• Exercise goal:
Give the line containing "Target: garage door" again, exactly, along with all later lines of the entries, through the last one.

[[ Stored data open ]]

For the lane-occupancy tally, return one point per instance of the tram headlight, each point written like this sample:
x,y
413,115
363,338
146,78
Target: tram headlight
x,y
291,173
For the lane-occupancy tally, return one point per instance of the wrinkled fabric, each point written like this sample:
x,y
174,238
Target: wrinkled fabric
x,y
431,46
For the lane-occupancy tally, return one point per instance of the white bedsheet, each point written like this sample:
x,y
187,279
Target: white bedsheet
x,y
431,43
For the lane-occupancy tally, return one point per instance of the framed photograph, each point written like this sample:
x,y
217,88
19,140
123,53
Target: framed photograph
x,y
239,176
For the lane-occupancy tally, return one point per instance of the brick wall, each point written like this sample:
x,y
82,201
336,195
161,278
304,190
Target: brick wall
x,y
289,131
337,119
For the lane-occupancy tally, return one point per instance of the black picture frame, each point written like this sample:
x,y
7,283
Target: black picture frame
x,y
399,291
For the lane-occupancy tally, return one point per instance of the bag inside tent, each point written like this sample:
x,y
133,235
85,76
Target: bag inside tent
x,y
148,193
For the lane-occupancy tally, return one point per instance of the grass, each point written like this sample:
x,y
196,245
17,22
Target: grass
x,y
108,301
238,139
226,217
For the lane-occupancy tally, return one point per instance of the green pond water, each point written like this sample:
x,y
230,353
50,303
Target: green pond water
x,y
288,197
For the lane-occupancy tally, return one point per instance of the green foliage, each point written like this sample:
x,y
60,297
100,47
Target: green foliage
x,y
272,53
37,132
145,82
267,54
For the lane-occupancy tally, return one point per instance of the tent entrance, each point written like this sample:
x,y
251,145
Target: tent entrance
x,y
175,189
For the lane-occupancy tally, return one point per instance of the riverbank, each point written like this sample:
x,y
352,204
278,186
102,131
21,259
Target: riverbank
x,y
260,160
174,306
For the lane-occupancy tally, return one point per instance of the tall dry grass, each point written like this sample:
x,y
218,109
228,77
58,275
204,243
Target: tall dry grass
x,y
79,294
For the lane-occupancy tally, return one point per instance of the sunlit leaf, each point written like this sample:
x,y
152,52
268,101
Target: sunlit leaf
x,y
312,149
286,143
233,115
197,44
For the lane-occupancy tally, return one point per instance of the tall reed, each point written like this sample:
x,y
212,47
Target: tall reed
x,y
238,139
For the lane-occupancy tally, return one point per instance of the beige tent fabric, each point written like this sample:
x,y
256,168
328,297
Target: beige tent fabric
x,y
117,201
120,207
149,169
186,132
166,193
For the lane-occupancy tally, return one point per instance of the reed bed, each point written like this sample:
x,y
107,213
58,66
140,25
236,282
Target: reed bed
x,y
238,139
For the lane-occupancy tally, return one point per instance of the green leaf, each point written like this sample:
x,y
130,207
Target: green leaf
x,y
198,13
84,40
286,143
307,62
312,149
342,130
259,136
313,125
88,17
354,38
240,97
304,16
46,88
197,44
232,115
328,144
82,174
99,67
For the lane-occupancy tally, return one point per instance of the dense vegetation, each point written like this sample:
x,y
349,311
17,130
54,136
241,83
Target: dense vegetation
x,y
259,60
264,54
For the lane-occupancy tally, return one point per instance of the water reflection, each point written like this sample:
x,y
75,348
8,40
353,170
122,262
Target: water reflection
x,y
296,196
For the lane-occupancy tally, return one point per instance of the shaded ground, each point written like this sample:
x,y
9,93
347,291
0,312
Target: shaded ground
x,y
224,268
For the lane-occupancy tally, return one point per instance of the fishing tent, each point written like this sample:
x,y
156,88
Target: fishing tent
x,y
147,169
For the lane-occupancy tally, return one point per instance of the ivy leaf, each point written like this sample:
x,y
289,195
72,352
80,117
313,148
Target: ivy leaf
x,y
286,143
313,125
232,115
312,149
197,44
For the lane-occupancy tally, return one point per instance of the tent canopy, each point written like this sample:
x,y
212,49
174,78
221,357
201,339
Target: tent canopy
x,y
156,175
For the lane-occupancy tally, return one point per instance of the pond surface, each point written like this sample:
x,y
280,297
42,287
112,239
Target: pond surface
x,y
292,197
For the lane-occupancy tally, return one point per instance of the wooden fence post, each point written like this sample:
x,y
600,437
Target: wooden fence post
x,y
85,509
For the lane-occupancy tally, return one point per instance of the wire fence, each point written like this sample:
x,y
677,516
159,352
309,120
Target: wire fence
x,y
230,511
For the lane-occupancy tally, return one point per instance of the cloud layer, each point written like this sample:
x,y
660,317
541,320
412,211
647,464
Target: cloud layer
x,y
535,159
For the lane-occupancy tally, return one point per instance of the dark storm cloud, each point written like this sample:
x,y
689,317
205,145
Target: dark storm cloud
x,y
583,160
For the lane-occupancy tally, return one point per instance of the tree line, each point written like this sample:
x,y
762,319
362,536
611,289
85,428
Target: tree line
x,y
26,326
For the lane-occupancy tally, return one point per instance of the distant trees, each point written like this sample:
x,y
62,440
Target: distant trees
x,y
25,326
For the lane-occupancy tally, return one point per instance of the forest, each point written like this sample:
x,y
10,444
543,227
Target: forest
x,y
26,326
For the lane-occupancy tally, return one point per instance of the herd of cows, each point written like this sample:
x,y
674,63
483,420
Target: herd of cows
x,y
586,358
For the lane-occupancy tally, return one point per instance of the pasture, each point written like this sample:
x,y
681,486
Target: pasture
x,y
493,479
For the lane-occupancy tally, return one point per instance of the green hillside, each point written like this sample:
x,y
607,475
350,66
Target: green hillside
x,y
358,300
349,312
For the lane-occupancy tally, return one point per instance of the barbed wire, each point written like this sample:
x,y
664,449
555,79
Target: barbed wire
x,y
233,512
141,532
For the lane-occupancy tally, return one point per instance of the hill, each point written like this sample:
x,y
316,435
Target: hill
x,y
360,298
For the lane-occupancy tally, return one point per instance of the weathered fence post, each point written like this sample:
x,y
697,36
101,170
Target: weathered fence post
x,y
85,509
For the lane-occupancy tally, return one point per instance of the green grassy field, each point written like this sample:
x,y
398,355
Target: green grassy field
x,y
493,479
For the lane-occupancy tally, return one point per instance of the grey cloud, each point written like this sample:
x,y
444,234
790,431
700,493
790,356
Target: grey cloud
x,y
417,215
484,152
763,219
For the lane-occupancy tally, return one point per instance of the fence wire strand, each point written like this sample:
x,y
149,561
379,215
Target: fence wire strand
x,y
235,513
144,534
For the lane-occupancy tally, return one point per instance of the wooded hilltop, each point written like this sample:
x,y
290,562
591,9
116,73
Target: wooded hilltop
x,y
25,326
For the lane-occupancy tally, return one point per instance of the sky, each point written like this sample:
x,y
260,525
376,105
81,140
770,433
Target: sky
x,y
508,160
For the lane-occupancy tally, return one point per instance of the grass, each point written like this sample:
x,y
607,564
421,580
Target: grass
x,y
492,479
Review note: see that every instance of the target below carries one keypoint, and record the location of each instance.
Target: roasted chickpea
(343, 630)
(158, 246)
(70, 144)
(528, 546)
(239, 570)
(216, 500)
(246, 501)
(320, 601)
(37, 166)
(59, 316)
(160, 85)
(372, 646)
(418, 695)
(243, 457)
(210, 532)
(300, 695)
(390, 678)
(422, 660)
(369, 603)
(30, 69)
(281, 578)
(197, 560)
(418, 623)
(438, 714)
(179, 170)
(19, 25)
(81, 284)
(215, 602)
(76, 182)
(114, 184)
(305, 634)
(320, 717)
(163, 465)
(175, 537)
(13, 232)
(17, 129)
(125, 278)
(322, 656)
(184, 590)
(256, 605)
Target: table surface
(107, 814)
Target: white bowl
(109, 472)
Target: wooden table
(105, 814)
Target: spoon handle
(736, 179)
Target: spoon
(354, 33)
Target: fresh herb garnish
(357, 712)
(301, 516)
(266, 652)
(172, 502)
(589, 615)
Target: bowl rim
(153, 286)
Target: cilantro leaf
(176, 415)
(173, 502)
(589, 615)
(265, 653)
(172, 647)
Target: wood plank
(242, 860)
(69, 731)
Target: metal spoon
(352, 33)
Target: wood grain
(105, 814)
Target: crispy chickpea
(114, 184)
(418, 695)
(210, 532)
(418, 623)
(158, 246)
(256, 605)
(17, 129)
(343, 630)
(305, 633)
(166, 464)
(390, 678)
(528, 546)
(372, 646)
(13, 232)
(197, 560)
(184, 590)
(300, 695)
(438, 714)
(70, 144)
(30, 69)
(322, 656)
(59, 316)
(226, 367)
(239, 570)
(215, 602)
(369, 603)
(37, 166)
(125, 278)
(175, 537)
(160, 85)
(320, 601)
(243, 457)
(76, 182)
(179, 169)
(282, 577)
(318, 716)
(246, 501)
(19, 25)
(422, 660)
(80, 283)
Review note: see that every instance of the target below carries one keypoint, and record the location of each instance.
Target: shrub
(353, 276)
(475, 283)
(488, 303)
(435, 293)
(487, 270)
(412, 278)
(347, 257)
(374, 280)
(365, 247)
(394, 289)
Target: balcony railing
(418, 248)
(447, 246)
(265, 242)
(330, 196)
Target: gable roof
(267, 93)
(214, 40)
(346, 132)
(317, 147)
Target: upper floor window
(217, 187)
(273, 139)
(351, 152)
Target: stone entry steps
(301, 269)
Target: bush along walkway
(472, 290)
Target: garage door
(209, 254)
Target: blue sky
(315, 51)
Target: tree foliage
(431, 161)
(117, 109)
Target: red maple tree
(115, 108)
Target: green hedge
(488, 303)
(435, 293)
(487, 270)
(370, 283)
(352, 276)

[[ Stored data closed ]]

• Task response:
Target: garage door
(209, 254)
Target: blue sky
(315, 51)
Target: tree foliage
(431, 161)
(117, 109)
Target: red maple tree
(115, 108)
Target: green hedge
(488, 303)
(435, 293)
(487, 270)
(370, 283)
(352, 276)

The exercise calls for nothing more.